Your First Compute Shader
This tutorial renders an animated plasma effect by dispatching a compute shader directly to the swapchain texture — no graphics pipeline, no vertex buffers, no render passes.
The Shader
The compute shader uses goldy_exp virtual entry points. It reads uniforms via BufRO<Uniforms> and writes pixels to the swapchain texture via DirectSpatial<float4>:
import goldy_exp;
struct Uniforms {
uint width;
uint height;
float time;
float _padding;
};
[goldy_compute]
[numthreads(8, 8, 1)]
void cs_main(BufRO<Uniforms> uniforms_buf, DirectSpatial<float4> output, ThreadId tid) {
Uniforms u = uniforms_buf[0];
if (tid.x >= u.width || tid.y >= u.height)
return;
float2 uv = float2(float(tid.x) / float(u.width),
float(tid.y) / float(u.height));
float2 p = uv * 2.0 - 1.0;
p.x *= float(u.width) / float(u.height);
float t = u.time;
float v = 0.0;
v += sin(p.x * 6.0 + t);
v += sin(p.y * 6.0 + t * 1.3);
v += sin((p.x + p.y) * 4.0 + t * 0.7);
v += sin(length(p) * 8.0 - t * 2.0);
v *= 0.25;
float3 col = float3(0.5 + 0.5 * sin(v * 3.14159 + 0.0),
0.5 + 0.5 * sin(v * 3.14159 + 2.094),
0.5 + 0.5 * sin(v * 3.14159 + 4.188));
output[tid.xy] = float4(col, 1.0);
}
Key points:
BufRO<Uniforms>is a read-only structured buffer. Index with[0]to load the single element.DirectSpatial<float4>is anRWTexture2D<float4>— write to it withoutput[tid.xy].ThreadIdmaps toSV_DispatchThreadID. Each thread handles one pixel.- The
[goldy_compute]attribute tells the Goldy compiler to wire up bindless slots automatically.

____

Request 1 -> Count the lines in the records that contain the word "shirt", and give only the number.

____

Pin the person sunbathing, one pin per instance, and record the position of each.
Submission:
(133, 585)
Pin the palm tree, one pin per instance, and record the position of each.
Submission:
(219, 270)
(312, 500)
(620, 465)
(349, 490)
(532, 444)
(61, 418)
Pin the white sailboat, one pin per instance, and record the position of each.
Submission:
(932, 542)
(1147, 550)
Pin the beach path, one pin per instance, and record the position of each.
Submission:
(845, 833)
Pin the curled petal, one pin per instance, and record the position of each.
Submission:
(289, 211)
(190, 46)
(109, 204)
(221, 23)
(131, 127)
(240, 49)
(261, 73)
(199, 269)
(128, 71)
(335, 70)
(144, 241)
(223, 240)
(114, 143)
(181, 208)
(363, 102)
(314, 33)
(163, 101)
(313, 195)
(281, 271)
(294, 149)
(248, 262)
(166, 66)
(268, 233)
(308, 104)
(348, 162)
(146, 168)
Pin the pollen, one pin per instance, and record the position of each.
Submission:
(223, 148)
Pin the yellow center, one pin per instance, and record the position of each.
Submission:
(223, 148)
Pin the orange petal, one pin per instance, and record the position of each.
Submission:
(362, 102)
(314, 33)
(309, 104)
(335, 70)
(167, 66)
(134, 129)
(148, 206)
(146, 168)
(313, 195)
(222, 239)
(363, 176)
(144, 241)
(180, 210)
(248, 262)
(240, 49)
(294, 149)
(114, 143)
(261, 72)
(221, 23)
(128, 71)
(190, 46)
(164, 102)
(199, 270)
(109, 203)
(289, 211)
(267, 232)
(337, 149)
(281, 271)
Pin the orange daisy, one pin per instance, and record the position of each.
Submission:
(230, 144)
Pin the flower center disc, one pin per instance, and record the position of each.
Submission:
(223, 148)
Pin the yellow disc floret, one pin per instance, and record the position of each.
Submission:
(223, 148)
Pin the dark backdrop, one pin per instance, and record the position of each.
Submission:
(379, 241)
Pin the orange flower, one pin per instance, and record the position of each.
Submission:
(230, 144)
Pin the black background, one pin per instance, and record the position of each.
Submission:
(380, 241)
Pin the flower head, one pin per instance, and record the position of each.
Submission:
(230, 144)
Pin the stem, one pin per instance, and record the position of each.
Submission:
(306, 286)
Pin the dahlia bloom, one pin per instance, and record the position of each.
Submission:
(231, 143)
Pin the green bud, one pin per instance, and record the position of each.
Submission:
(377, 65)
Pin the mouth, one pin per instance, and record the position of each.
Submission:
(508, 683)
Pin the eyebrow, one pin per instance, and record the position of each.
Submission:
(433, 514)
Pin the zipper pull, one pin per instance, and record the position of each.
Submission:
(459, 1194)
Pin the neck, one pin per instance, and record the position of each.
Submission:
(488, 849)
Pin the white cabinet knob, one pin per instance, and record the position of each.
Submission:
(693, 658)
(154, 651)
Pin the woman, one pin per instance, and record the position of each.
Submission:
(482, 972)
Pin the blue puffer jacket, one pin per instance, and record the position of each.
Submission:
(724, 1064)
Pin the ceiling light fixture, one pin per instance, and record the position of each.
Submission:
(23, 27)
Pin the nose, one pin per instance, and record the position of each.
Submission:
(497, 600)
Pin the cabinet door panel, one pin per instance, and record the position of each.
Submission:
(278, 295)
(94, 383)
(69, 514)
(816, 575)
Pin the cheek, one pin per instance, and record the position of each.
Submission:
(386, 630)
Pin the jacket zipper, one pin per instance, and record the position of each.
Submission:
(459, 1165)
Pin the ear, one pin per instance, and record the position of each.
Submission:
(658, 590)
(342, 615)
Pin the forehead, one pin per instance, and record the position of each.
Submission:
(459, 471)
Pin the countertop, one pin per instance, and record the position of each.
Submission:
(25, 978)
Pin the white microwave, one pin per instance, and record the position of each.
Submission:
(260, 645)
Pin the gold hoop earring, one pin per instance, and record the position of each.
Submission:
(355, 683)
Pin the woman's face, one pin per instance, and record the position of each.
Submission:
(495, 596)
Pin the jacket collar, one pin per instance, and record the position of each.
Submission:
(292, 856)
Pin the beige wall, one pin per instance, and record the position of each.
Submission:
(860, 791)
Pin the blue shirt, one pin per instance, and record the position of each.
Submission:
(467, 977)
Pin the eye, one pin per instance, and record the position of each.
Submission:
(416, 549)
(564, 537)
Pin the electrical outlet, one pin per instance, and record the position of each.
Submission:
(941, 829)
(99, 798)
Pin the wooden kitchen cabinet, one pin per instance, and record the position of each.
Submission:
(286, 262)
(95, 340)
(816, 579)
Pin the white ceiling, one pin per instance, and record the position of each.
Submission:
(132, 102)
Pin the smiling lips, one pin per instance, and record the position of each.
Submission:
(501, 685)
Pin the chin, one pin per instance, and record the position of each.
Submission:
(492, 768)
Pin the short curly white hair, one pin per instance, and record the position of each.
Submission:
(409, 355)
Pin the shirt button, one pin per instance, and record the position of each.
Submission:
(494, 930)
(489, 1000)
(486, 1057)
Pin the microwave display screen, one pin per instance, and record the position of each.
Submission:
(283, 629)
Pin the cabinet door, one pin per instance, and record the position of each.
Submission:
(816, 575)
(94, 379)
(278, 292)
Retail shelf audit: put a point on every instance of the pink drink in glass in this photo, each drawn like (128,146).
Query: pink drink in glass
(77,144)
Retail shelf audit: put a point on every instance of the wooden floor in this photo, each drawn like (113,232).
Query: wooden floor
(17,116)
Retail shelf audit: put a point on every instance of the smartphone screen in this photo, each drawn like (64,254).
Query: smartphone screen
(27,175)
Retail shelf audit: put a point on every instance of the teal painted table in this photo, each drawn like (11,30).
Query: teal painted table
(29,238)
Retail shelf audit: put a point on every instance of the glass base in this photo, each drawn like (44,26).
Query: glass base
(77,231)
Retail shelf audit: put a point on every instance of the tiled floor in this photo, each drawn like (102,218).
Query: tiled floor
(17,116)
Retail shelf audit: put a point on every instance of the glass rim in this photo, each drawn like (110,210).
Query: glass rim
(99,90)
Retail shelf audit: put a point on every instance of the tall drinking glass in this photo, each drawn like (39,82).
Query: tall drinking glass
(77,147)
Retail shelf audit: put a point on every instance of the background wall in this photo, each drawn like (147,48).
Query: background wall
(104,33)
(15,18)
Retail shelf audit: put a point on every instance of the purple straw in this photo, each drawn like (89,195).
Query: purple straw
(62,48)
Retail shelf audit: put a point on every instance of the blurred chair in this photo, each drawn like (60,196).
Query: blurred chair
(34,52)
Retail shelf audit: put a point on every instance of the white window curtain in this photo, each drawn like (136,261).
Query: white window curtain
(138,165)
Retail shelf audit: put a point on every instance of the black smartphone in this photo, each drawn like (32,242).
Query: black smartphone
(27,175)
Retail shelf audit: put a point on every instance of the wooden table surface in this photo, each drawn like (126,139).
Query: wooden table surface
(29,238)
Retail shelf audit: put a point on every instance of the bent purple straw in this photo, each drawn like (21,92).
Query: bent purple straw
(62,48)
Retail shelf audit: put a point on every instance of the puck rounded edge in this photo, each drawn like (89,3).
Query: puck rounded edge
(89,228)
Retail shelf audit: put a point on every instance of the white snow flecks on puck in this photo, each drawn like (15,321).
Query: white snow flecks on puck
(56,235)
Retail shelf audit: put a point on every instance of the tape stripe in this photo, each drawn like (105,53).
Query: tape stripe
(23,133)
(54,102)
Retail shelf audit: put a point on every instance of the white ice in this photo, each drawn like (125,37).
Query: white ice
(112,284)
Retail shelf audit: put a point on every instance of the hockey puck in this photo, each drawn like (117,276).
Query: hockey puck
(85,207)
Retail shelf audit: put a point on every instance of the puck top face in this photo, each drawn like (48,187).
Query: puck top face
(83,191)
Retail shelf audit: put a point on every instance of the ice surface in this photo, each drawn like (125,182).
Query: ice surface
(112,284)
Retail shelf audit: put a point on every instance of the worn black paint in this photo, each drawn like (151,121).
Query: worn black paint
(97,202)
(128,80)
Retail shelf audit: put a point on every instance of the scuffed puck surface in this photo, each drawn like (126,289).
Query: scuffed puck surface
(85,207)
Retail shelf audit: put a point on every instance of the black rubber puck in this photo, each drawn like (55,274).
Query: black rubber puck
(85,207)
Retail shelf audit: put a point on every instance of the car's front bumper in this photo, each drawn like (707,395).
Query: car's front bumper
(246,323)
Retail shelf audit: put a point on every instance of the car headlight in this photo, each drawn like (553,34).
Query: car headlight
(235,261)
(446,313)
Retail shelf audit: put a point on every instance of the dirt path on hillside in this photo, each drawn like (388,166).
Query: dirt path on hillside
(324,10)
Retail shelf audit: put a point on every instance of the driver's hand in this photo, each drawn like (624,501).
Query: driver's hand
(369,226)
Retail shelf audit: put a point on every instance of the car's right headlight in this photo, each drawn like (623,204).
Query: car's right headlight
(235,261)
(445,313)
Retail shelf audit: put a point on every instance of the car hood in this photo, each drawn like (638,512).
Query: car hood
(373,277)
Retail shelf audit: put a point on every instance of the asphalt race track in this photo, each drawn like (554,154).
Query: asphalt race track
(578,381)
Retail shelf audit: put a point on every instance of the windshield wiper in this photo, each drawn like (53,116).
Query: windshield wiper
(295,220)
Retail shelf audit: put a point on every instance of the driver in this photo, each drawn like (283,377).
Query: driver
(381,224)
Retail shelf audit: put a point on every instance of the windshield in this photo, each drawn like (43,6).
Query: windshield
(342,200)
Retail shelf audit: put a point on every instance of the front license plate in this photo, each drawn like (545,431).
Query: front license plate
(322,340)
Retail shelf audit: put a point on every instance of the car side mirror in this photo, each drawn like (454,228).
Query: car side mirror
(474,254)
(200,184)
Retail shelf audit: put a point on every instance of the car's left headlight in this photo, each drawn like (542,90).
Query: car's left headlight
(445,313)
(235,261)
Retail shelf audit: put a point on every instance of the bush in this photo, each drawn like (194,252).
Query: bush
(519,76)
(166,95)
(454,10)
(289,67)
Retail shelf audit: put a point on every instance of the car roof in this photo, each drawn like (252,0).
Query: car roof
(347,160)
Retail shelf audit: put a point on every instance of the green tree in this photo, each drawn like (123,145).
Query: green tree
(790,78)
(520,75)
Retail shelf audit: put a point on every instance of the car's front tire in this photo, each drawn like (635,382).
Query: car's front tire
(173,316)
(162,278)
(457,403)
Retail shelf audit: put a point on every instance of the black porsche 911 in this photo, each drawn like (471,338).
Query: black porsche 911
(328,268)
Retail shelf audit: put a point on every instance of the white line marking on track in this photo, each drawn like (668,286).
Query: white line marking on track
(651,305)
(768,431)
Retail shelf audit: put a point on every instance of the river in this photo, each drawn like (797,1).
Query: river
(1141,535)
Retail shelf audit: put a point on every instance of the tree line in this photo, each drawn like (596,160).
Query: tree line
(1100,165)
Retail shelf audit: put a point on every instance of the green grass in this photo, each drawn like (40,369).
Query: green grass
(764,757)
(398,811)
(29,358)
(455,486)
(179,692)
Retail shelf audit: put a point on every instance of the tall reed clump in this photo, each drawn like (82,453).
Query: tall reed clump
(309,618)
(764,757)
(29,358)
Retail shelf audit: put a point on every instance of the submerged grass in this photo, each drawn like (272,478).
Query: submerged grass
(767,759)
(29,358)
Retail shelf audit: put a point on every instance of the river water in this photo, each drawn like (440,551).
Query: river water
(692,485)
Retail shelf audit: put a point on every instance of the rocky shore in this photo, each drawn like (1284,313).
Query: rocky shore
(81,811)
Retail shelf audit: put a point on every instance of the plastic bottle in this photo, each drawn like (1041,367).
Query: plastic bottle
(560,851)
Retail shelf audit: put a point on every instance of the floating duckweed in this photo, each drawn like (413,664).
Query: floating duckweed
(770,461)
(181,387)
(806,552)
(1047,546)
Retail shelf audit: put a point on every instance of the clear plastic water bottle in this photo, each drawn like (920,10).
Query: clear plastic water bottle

____

Request 2 -> From the compute shader tutorial, extract the stretch from "Your First Compute" through "no render passes." verbatim.

Task response 1 -> 2

Task response 2 ->
Your First Compute Shader
This tutorial renders an animated plasma effect by dispatching a compute shader directly to the swapchain texture — no graphics pipeline, no vertex buffers, no render passes.